[Opening Exercise passage section]

Beckett: Dealing with Difficult People

Dealing with difficult people comes with any vocation, whether student, parent, retail worker, waiter/waitress, nurse, police officer, pastor, etc. I came across the following quote from Henry Ward Beecher (1813-1887) in giving advice to pastors:

Now, your congregation will be full of sluggish people. Somebody must bear with those dull and stupid ones. You will find, what is a great deal worse, people who know everything, and yet know nothing. You cannot teach them anything. They are conceited. They are conceited snips of men, who are rushing up to you, and taking on airs in your presence, and you feel like smacking them, as you would a black fly or a mosquito. But somebody has to bear with them. If Christ died for the world, he died for a great many ordinary folks; and if we are Christ’s we must do the same thing… You have to say, “He is worth bearing with. I would better suffer in his place than let him suffer. He must be enlarged. He must be augmented, and made more a man of Christ Jesus.”

quoted in Schumacher, 15.

[Closing Exercise passage section]
[Opening Exercise data section]

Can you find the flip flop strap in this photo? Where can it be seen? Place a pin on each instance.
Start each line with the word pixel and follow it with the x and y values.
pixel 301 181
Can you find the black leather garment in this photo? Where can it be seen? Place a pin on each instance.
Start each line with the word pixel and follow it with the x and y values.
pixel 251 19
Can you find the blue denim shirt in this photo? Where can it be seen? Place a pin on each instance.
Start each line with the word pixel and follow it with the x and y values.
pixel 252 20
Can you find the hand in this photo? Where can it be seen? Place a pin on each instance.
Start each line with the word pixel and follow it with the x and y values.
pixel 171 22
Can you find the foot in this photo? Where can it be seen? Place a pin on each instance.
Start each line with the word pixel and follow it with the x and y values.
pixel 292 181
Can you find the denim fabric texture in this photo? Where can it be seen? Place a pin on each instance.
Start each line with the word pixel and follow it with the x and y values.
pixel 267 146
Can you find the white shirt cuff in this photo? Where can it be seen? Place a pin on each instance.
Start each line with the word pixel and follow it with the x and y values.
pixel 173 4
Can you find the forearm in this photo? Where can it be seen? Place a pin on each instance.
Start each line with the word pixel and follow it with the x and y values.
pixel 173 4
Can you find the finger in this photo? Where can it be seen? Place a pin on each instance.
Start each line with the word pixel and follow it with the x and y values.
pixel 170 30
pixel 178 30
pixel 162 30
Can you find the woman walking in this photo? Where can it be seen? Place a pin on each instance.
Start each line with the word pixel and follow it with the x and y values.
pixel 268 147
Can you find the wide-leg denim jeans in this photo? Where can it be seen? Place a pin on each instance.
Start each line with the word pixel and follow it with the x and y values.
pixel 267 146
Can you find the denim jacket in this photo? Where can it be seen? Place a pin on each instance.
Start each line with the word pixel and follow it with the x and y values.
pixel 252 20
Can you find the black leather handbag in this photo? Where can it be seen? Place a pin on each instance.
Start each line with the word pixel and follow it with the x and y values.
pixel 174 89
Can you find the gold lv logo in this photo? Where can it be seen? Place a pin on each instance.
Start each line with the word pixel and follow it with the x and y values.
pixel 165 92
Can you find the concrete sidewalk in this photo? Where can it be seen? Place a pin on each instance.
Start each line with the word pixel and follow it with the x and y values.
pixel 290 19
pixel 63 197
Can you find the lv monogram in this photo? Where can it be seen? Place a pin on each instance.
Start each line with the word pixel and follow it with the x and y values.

[Closing Exercise data section]

* _Goal of the exercise_
According to the passage on difficult people, who was Henry Ward Beecher giving advice to? Rely only on the passage on difficult people for your answers.

* _Response to this exercise_
He was giving advice to pastors.